- _Requirement_
Please reproduce every one of the entries below word for word, keeping each line in its original order.
=====
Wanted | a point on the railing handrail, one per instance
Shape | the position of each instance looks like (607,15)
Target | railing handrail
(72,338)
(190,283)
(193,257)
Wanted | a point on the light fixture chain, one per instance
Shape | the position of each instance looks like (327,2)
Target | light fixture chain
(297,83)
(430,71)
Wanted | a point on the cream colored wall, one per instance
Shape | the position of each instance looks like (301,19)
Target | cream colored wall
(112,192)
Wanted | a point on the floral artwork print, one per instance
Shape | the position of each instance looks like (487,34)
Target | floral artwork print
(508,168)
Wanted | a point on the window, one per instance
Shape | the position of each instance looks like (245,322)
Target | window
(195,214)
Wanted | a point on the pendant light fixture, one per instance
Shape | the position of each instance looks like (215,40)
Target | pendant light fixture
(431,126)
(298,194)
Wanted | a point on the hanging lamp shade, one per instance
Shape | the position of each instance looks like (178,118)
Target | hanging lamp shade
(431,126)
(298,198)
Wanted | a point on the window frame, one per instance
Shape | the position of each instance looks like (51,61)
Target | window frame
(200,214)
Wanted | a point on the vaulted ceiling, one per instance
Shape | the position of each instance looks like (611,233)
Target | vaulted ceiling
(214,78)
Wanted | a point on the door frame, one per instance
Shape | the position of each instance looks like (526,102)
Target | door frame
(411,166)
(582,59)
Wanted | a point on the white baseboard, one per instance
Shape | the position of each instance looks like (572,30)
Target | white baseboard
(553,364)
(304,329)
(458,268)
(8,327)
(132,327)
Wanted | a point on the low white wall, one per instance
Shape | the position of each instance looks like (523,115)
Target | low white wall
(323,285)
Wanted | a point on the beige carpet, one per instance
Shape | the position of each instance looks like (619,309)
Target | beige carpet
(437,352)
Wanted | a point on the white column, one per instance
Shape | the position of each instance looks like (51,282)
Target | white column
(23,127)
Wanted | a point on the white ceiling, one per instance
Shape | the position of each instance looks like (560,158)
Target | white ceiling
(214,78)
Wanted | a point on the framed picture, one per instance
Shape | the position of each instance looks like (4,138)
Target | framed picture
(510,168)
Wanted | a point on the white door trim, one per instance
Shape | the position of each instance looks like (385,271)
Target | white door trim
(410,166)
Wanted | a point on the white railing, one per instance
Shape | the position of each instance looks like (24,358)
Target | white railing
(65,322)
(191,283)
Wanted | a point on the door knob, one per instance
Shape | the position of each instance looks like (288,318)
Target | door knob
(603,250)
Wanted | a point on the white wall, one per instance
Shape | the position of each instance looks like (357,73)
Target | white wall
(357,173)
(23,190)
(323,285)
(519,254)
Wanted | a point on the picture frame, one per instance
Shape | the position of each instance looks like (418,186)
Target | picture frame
=====
- _Response to this exercise_
Wanted | a point on the railing handrail, one per instance
Shape | the position of each instance looks like (607,15)
Target | railing handrail
(72,338)
(190,283)
(193,257)
Wanted | a point on the light fixture chain, one per instance
Shape | the position of each instance looks like (327,2)
Target | light fixture chain
(297,83)
(430,71)
Wanted | a point on the cream colored wall, one per instance
Shape | the position of each instance looks like (301,19)
Target | cream colored wall
(112,192)
Wanted | a point on the floral artwork print, one per instance
Shape | the position of each instance looks like (487,34)
Target | floral artwork print
(508,168)
Wanted | a point on the window, one per instance
Shape | the position of each instance looks like (245,322)
Target | window
(195,214)
Wanted | a point on the pendant light fixture, one per instance
Shape | the position of each instance looks like (215,40)
Target | pendant light fixture
(431,126)
(298,194)
Wanted | a point on the hanging lamp shade, one per instance
Shape | the position of each instance looks like (178,118)
Target | hanging lamp shade
(431,126)
(298,198)
Wanted | a point on the window frame, one per instance
Shape | the position of each instance looks like (51,61)
Target | window frame
(200,214)
Wanted | a point on the vaulted ceiling, one per instance
Shape | the position of each instance looks like (611,233)
Target | vaulted ceiling
(214,78)
Wanted | a point on the door frame, one per instance
Shape | the position of each instance looks like (526,102)
Target | door frame
(411,166)
(582,59)
Wanted | a point on the white baseboard, one per instance
Shape | the position of each instance looks like (572,30)
Target | white baseboard
(553,364)
(304,329)
(458,268)
(8,327)
(132,327)
Wanted | a point on the low white wall, one per instance
Shape | the position of each instance looks like (523,115)
Target | low white wall
(323,285)
Wanted | a point on the beige carpet, one per instance
Shape | the position of each instance looks like (619,309)
Target | beige carpet
(437,352)
Wanted | a point on the white column, one per instance
Shape | the position of each instance looks like (51,282)
Target | white column
(23,127)
Wanted | a point on the white ceiling, one per instance
Shape | the position of each instance looks like (560,158)
Target | white ceiling
(214,78)
Wanted | a point on the framed picture, one per instance
Shape | the position of each instance looks like (4,138)
Target | framed picture
(510,168)
Wanted | a point on the white door trim, one per instance
Shape | the position of each instance looks like (385,271)
Target | white door trim
(410,166)
Wanted | a point on the white railing, one per instance
Shape | the position of each instance looks like (24,358)
Target | white railing
(65,322)
(191,283)
Wanted | a point on the door knob, one per instance
Shape | the position of each instance looks like (288,318)
Target | door knob
(603,250)
Wanted | a point on the white wall, one per instance
Shape | the position of each instance looks like (357,73)
Target | white wall
(357,173)
(23,190)
(323,285)
(519,254)
Wanted | a point on the picture frame, one per instance
Shape | the position of each instance looks like (418,186)
Target | picture frame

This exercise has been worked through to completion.